• **Challenge**
Beginning with the line where "Task: annotation of the tiger's hind" appears, retype every remaining line of the data below, both the first and last included.

Dataset items:

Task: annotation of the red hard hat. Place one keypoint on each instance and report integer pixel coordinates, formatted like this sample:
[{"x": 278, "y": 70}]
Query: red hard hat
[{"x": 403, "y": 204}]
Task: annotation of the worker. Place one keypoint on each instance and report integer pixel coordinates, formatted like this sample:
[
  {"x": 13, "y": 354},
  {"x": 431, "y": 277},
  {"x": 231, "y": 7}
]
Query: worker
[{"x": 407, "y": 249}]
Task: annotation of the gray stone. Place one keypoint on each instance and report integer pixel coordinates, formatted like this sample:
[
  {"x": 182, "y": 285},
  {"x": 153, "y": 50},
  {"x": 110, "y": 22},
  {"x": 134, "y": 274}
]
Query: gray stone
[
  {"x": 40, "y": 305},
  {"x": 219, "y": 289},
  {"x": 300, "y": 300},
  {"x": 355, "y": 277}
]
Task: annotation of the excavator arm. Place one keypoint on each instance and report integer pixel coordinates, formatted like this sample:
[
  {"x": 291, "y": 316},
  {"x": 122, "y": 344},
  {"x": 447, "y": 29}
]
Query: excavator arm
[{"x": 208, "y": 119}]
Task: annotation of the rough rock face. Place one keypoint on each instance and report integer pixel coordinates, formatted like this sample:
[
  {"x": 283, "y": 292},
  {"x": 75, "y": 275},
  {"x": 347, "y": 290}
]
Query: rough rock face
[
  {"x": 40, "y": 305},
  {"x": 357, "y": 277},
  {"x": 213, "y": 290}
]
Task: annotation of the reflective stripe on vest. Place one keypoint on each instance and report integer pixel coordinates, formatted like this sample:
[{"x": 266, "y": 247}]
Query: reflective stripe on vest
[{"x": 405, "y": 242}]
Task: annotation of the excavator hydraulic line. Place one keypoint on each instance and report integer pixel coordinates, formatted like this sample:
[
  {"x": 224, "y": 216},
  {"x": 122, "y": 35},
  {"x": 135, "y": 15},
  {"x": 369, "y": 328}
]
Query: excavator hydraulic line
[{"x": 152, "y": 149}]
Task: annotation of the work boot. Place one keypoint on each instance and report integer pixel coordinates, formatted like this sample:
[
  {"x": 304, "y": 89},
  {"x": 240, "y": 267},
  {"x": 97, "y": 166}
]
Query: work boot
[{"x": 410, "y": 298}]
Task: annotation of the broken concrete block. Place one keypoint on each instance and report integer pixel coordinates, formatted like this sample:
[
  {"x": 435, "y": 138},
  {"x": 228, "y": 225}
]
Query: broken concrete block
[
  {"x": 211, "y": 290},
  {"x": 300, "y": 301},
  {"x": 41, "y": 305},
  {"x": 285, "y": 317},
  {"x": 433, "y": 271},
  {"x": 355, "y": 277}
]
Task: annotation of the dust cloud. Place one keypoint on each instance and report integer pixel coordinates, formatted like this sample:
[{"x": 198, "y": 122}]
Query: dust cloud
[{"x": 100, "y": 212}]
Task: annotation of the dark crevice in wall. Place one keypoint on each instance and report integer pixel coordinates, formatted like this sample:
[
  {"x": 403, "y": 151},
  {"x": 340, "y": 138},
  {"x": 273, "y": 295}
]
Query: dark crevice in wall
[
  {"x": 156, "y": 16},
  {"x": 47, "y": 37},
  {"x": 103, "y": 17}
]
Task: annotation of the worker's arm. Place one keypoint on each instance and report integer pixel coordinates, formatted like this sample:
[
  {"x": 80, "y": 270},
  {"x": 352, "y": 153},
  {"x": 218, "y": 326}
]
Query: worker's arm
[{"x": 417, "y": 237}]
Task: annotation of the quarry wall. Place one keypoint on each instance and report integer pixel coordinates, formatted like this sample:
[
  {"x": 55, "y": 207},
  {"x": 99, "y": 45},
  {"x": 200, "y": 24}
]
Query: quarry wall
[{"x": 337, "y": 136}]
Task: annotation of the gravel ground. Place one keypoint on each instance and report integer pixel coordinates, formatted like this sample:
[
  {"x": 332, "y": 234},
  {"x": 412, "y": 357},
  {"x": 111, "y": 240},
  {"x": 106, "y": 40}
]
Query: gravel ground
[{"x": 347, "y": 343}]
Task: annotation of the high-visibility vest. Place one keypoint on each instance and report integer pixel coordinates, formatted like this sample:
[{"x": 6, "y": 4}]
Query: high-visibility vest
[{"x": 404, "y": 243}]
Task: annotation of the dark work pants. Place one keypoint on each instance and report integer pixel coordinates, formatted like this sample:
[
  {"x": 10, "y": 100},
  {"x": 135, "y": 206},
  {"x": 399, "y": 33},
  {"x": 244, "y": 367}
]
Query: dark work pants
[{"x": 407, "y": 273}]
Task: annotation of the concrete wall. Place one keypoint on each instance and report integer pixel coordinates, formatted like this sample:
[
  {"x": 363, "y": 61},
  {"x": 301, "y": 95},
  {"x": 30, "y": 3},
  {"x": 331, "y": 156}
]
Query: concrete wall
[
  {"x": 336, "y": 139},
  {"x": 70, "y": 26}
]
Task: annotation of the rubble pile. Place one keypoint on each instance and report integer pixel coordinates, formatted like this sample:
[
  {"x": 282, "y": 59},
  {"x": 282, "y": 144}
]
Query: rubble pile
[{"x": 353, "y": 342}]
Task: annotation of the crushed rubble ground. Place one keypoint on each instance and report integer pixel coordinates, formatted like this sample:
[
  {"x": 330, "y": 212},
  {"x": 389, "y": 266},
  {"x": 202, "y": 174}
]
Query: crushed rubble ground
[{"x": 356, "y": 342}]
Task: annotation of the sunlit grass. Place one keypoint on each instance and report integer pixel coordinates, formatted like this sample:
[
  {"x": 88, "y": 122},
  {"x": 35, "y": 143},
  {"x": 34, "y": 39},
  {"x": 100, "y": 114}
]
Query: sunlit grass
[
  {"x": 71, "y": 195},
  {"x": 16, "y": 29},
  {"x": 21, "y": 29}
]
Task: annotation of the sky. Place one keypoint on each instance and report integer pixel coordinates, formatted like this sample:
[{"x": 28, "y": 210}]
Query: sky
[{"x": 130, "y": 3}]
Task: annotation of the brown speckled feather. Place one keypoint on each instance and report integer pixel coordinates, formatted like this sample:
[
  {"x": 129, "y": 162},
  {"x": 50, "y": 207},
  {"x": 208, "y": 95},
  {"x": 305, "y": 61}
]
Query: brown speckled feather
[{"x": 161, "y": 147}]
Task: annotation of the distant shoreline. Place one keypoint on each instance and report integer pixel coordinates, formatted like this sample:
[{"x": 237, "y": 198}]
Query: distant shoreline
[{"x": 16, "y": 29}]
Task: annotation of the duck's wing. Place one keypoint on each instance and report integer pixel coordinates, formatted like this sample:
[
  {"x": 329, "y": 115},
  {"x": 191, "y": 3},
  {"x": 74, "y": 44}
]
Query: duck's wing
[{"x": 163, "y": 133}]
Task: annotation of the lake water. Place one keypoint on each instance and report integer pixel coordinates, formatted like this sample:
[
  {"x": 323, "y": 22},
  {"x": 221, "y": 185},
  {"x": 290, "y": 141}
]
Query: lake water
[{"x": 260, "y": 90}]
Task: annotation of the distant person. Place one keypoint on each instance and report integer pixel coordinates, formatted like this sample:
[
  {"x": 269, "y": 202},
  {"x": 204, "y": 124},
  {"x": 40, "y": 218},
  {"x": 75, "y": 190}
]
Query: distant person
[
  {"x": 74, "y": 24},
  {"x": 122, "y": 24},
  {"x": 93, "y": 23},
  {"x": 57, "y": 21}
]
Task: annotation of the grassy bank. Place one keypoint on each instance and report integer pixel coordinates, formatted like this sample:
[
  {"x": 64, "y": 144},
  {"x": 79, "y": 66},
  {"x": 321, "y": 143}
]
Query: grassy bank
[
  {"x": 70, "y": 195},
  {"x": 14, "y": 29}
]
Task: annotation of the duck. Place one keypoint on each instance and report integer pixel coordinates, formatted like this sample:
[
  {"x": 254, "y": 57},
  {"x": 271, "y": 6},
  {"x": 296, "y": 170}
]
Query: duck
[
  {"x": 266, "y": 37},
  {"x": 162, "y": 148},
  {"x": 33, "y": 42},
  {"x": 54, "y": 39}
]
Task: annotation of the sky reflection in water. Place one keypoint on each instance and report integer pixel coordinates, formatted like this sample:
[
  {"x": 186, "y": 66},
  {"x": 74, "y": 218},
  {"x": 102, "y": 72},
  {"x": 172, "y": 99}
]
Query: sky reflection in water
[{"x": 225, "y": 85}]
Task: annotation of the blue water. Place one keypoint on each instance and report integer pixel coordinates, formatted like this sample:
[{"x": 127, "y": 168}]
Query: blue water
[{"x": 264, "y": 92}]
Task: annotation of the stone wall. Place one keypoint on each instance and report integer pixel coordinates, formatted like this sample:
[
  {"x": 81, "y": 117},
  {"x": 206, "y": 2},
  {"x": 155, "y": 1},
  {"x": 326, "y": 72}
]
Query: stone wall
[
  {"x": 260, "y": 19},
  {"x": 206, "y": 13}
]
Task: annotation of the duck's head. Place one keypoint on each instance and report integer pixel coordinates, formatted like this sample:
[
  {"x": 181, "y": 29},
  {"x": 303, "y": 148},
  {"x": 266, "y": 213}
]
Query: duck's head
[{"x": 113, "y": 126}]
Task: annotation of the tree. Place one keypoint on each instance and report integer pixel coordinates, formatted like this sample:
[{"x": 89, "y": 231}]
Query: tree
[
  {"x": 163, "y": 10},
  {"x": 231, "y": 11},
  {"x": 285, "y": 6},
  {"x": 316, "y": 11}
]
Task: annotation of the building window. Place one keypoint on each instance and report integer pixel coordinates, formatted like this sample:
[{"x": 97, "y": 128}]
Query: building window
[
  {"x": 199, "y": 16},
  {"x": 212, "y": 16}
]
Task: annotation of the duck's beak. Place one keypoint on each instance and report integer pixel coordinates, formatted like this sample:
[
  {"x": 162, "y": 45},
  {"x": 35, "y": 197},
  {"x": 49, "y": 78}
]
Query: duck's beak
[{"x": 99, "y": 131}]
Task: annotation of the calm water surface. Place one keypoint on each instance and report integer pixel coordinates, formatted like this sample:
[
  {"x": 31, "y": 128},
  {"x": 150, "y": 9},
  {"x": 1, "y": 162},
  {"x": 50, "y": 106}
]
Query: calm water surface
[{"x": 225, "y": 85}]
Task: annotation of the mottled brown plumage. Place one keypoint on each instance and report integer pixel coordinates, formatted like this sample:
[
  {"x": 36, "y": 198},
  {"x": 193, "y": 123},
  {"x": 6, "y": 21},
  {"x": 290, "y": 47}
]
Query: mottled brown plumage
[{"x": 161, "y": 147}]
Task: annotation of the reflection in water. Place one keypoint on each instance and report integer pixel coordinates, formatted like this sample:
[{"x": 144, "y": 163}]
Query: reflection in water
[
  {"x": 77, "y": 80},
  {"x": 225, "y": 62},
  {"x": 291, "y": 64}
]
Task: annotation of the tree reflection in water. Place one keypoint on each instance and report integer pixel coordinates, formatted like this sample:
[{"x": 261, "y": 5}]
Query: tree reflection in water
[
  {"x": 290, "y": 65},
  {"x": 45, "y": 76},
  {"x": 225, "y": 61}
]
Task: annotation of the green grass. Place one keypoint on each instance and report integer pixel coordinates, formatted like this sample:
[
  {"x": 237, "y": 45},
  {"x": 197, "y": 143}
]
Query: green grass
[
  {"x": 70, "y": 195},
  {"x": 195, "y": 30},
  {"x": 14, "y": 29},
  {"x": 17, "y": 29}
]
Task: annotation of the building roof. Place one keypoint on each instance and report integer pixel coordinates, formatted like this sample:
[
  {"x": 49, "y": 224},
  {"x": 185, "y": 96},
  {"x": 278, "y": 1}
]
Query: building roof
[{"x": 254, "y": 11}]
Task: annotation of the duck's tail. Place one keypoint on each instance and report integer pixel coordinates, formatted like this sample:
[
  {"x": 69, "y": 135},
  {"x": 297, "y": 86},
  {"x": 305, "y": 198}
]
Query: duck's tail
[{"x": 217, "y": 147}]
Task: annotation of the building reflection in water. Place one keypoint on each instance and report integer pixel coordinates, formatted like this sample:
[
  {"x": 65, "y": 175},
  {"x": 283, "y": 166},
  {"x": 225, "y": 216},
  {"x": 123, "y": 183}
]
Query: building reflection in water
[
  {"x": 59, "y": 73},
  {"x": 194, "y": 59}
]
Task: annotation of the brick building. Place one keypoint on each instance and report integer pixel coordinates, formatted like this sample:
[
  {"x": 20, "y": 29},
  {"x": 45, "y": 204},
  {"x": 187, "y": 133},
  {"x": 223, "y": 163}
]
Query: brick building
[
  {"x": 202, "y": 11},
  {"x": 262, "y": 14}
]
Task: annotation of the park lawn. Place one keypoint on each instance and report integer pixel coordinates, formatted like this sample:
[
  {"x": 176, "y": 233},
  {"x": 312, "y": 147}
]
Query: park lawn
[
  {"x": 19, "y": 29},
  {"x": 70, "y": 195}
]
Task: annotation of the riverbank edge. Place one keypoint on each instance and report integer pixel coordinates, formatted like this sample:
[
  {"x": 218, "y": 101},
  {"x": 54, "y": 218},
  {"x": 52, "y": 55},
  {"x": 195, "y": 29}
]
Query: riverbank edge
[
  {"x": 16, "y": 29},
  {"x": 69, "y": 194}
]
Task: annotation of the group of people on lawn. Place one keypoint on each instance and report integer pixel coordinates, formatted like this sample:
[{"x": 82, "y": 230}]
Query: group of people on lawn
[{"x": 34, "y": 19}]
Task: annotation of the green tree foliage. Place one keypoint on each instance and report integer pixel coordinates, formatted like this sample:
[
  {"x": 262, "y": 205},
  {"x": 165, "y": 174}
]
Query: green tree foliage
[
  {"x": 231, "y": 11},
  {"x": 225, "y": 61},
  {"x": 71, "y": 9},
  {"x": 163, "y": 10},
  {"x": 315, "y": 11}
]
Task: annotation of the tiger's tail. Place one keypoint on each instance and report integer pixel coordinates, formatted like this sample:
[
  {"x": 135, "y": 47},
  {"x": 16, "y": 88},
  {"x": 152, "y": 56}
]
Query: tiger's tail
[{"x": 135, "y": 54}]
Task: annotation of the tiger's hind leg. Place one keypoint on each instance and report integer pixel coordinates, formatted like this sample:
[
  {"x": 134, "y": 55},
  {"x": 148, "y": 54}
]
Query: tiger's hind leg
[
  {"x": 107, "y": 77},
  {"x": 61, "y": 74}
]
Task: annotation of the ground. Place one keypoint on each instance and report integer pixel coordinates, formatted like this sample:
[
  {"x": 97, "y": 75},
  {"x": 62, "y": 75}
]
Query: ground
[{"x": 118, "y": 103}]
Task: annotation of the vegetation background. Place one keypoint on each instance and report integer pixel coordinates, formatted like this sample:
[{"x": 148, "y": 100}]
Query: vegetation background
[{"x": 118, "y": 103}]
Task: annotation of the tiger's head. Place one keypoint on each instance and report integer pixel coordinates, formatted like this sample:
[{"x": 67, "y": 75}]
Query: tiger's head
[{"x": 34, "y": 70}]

• **Response to the exercise**
Task: annotation of the tiger's hind leg. Place one keypoint on each instance and report integer pixel coordinates, formatted like this sample:
[
  {"x": 134, "y": 55},
  {"x": 148, "y": 54}
]
Query: tiger's hind leg
[
  {"x": 107, "y": 77},
  {"x": 61, "y": 74}
]
Task: annotation of the ground. Place one keypoint on each instance and report integer pixel coordinates, formatted like this sample:
[
  {"x": 97, "y": 75},
  {"x": 62, "y": 75}
]
Query: ground
[{"x": 118, "y": 103}]
Task: annotation of the vegetation background. Place one keypoint on each instance and report integer pixel coordinates, formatted like this sample:
[{"x": 148, "y": 100}]
Query: vegetation background
[{"x": 118, "y": 103}]
Task: annotation of the tiger's head. Place one keypoint on each instance and report integer pixel coordinates, formatted like this sample:
[{"x": 67, "y": 75}]
Query: tiger's head
[{"x": 34, "y": 70}]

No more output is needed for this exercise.